» **Source document**

Cues are code words that represent a part of your body and a specific action or sensation that part should achieve. They tell you where to pay attention.

When a skill is new to your brain, it really can only pay decent attention to one cue at a time. In a practice you may choose two or three focal points to work on during that session, but you may only pay attention to one of them at a time. As the brain gets more familiar with that skill, it may be able to hold two (related) cues together at the same time. This is a sign of progress in your neural strength.

 

Attention Span

Your attention fatigues just like muscles do. Early on you may aim to hold attention on a single cue up to 5 minutes. Then it would be time to switch to another cue for a while. Later on, as your strength of attention increases, you may aim to hold attention up to 15 minutes.

If you have set an intention to hold attention on a cue for 5 minutes, then do not be alarmed if you lose attention. The moment you are aware that is has drifted, just bring it back to the chosen cue. Make no emotional response to the failure – just bring it back. The act of bringing attention back is a strengthen exercise itself. The more your mind wanders the more you get to exercise and strengthen that ‘return attention’ response. Eventually, you’ll notice you can hold attention longer before you are distracted.

» **Problems**
A – According to the passage on cues and attention, for how long might you aim to hold attention on a single cue early on?
B – Continue the passage on cues and attention from its last sentence, keeping its plain, instructive tone.
The records below are separate material and are not part of the passage on cues and attention.

(Collected data)

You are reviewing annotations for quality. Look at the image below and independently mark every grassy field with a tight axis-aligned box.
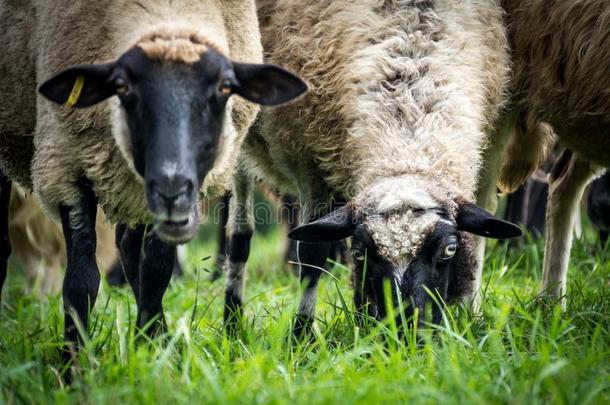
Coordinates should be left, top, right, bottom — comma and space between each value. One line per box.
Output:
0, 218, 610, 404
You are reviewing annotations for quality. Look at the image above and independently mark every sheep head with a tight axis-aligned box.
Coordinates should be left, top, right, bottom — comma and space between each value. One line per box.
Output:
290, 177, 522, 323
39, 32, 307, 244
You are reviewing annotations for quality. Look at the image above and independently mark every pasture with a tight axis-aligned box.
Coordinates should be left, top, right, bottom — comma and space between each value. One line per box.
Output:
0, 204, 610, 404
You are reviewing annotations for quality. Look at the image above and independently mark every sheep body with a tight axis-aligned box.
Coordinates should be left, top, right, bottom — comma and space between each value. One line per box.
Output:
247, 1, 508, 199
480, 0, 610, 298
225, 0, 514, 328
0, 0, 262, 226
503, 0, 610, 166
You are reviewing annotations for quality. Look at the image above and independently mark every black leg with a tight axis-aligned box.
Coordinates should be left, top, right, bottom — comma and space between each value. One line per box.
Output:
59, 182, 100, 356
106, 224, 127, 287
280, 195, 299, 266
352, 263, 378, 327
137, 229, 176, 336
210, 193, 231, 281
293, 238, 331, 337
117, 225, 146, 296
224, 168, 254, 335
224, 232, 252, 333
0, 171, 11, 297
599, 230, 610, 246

---

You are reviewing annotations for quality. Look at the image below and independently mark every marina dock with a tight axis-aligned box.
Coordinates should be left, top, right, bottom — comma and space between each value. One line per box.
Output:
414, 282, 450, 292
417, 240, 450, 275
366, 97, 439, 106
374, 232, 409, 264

...

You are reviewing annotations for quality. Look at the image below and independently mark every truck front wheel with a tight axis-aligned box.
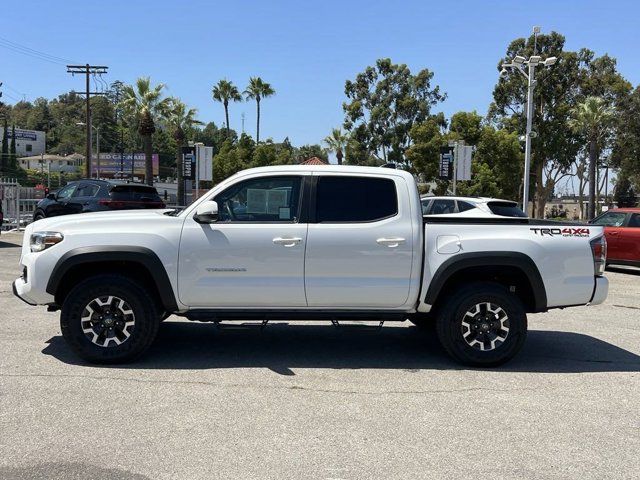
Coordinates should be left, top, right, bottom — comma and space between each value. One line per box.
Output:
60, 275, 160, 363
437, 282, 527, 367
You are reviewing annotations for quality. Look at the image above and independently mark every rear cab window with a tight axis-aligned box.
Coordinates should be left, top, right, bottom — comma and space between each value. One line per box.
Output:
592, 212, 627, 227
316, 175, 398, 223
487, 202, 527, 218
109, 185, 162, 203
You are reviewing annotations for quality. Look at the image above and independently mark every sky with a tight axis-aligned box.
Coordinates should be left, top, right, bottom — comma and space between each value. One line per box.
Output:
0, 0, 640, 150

» **Exercise results**
A – Up to 5 minutes.

B –
 

Automation

Eventually the circuit trained by your attention will get ‘hard-wired’ into the brain and you can rely on it to operate without having to pay attention to it all the time. You can enjoy ‘auto-pilot’ mode for a while. But when you feel some warning signals go off that something in your form has deteriorated, then it is time to switch off auto-pilot and review some of your focal points to find out where the problem is and correct it.

 

Example Of Using Focal Points

Here is an example of how you may cycle through focal points in a Form Practice

The assignment of 15 rounds of ‘1 minute run / 1 minute walk’ is converted into 3 rounds of  ‘5x 1min run / 1min walk’.

Choose two cues A and B.

On Round 1 keep you attention on cue A. On Round 2 keep your attention on cue B. On Round 3 keep your attention on blended cues AB, as best you can.